#### Task instructions
Rewrite everything from the line containing "the blue sky" down to the end of the rows below as a numbered list, leaving out any blank lines.

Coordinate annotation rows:
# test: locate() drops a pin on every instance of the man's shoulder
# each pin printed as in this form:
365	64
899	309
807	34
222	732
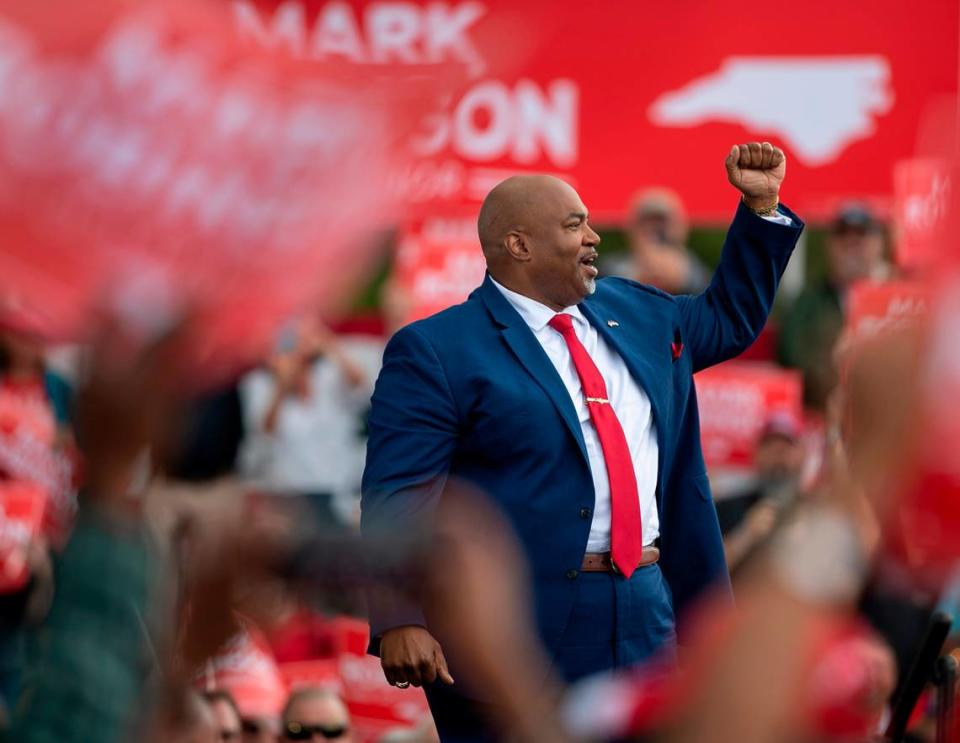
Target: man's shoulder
616	286
445	324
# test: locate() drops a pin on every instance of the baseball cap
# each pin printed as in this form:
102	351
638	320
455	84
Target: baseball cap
855	215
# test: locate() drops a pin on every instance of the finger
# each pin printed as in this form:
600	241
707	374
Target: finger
766	150
391	675
412	674
443	673
732	158
428	671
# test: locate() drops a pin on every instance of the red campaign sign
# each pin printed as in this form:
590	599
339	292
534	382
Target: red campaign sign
246	668
630	95
926	533
150	162
876	307
438	263
922	196
735	400
22	506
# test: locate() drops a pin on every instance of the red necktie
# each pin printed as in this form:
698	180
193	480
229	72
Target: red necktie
626	545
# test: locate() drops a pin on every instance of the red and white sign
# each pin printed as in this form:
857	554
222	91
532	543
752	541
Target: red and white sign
630	95
150	163
438	263
922	197
927	518
735	400
876	307
22	506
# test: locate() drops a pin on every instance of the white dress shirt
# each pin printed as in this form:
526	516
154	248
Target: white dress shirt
628	401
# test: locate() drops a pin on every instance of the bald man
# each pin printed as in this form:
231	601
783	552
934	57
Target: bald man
569	400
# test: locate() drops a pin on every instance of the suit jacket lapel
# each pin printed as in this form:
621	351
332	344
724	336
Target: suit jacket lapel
530	353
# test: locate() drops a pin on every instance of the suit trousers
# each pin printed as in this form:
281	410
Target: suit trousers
613	623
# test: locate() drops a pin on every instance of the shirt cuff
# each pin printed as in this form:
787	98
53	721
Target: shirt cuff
779	218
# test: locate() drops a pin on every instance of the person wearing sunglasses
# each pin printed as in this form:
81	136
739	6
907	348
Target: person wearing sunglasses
315	714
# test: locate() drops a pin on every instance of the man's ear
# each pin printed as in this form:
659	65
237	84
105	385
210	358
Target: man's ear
516	245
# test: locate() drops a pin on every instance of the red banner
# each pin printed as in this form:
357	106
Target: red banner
438	263
21	519
876	307
922	197
627	95
735	400
151	165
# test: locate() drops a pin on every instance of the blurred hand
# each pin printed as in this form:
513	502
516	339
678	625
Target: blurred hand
410	654
757	170
128	405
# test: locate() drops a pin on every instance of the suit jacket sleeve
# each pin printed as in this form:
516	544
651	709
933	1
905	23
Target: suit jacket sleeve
412	436
728	316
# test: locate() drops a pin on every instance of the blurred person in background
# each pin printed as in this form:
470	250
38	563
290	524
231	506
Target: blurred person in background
225	714
315	714
36	449
657	239
746	519
183	716
812	325
303	420
504	392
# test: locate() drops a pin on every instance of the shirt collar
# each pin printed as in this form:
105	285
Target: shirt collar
535	314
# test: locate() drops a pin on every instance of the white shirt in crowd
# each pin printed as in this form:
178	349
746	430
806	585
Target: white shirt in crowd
316	446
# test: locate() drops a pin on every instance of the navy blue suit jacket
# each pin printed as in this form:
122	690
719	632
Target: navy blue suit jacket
470	394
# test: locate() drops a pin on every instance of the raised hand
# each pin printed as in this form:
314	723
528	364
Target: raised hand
757	170
410	655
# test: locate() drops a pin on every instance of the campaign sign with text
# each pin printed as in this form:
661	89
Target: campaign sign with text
22	506
735	400
922	196
877	307
438	263
926	533
630	95
152	165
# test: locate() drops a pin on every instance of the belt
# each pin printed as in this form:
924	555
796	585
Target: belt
599	562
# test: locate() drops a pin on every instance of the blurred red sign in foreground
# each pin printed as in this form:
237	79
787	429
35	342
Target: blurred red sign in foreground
150	163
736	399
927	536
22	506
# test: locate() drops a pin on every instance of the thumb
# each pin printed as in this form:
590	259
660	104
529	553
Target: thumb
732	158
443	673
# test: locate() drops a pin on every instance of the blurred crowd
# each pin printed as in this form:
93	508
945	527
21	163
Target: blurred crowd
187	569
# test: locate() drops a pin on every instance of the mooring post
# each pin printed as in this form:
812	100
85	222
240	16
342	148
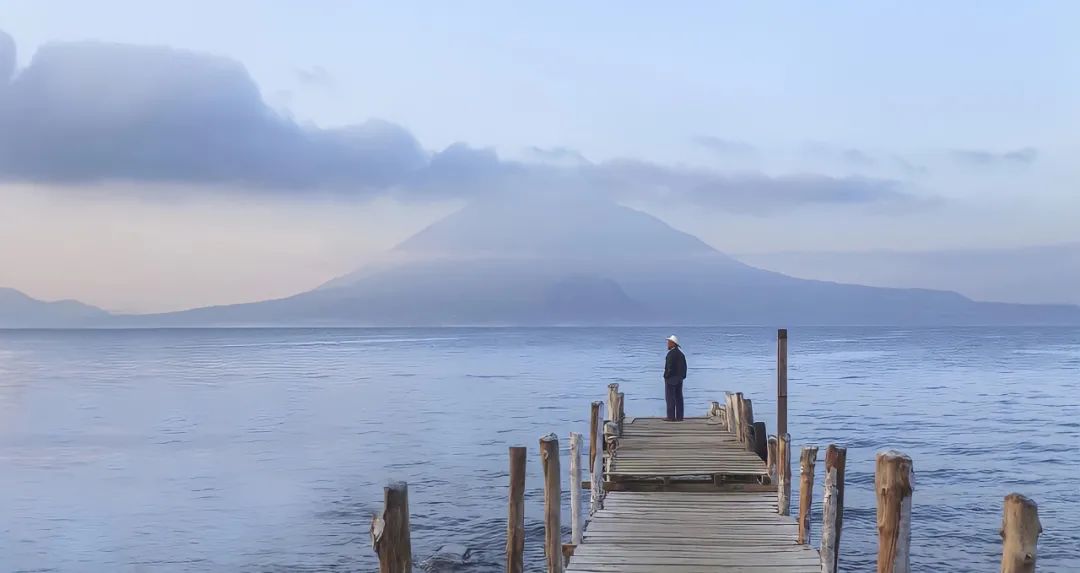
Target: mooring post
1020	534
552	503
740	427
596	482
729	412
576	521
770	460
894	482
784	471
807	462
515	519
612	396
833	508
782	382
390	533
595	450
622	411
760	440
594	430
747	422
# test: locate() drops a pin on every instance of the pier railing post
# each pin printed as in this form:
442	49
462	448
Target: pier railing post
515	519
576	522
390	532
552	503
894	482
770	460
833	508
784	474
1020	534
807	461
782	382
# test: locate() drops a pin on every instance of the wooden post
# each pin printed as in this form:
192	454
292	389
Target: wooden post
784	473
596	483
760	440
552	503
390	534
1020	534
594	430
894	481
576	522
782	382
612	395
807	462
771	461
515	520
737	404
833	508
747	422
729	411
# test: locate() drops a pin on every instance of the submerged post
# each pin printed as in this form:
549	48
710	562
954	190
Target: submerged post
784	473
807	461
515	519
552	503
1020	534
576	522
390	533
894	481
833	508
782	382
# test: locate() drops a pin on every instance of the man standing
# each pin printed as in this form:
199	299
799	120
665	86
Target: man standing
674	373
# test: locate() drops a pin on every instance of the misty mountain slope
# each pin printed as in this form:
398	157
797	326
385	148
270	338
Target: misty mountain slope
1036	274
18	310
571	260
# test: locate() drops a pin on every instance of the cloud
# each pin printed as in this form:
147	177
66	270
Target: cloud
750	192
96	111
315	76
848	155
86	112
976	157
7	57
724	147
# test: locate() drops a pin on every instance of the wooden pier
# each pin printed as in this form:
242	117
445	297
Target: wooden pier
688	498
703	495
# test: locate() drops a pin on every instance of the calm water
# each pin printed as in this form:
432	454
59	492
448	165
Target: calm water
267	450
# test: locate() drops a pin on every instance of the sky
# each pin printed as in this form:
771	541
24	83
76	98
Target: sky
161	155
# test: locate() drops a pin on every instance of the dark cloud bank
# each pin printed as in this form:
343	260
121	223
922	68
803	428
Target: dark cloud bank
90	111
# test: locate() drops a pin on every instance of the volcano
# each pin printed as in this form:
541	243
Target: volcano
561	259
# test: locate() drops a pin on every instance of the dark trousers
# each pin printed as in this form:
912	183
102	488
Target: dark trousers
673	395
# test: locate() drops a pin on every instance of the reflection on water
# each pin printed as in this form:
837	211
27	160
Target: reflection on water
266	450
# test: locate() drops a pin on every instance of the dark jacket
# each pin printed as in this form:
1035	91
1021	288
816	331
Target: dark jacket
675	366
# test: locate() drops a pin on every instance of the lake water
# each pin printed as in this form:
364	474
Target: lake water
267	449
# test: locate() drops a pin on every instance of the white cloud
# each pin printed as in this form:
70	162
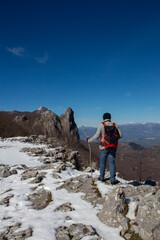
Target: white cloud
18	51
43	59
150	108
128	94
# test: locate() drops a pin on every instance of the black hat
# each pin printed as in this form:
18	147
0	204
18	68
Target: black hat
106	116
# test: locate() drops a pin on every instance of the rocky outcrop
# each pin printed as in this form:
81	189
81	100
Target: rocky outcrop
76	232
40	199
69	126
40	122
133	209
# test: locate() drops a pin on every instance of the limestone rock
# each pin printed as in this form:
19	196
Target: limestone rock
65	208
5	201
40	199
114	209
69	126
11	233
30	173
76	232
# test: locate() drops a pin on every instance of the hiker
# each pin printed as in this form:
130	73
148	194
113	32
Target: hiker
109	133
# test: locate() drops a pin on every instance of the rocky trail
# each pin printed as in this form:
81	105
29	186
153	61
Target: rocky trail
43	197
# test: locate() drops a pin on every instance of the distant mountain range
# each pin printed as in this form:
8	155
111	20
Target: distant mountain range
145	134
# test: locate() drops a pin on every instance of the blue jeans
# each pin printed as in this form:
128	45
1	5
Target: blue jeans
111	154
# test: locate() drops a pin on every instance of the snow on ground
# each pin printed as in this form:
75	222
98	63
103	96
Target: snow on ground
45	222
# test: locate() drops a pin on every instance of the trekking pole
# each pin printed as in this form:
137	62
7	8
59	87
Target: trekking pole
90	156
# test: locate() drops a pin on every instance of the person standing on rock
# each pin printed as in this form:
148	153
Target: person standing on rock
109	133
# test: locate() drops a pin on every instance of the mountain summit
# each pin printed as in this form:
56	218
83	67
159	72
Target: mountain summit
41	110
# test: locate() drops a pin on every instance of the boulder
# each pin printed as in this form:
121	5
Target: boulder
114	209
40	199
76	232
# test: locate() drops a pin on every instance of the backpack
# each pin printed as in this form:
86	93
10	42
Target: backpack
111	136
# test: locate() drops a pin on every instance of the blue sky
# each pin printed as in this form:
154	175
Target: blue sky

#### Expected output
1. # test: locate() drops a pin on every instance of the blue sky
2. # each pin printed as in this form:
3. 154	175
4. Target: blue sky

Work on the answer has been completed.